── Excerto da página ──

Qual seria a solução ideal para o tratamento de resíduos em São Miguel?
A solução ideal só se consegue mediante um estudo, mas há várias hipóteses, como a construção de TMB.(...)
A
solução TMB juntamente com outras estratégias de gestão de resíduos,
que reduzam ao mínimo o que é colocado em aterro, parece-me a mais
viável. Mas isso obviamente precisa de um estudo aprofundado que
contemple todas as hipóteses e alternativas.
A câmara reduziu a
dívida da autarquia em 5,1 milhões de euros, sendo que o montante ainda
em dívida é da ordem dos 10,7 milhões de euros. Esta é uma questão que o
preocupa?
A redução da dívida deveu-se muito a uma operação de venda
de dívida a uma empresa privada de habitação social, a quem a câmara
paga uma renda.

───
── Conjunto de dados ──

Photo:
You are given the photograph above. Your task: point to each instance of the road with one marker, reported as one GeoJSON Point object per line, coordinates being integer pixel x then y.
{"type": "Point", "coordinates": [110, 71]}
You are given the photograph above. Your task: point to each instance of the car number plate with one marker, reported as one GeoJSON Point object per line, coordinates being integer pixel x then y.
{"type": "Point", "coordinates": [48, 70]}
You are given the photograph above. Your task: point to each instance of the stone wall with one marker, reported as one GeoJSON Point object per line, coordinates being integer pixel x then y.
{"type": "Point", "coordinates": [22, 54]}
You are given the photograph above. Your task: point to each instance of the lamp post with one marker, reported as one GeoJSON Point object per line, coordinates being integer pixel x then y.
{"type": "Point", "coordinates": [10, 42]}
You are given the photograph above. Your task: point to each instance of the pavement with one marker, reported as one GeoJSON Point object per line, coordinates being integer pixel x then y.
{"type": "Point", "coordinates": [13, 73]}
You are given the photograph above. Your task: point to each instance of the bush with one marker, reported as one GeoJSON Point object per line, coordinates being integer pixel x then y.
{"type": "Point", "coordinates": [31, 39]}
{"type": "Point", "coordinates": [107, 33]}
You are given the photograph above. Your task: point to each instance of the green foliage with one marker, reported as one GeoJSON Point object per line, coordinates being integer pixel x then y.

───

Objetivo | Transcreva palavra por palavra o trecho do excerto da página que começa nas palavras que contêm "Qual seria a" e termina em "construção de TMB.(...)". Os dados não são necessários para realizar esta tarefa.

Resposta ao exercício |
Qual seria a solução ideal para o tratamento de resíduos em São Miguel?
A solução ideal só se consegue mediante um estudo, mas há várias hipóteses, como a construção de TMB.(...)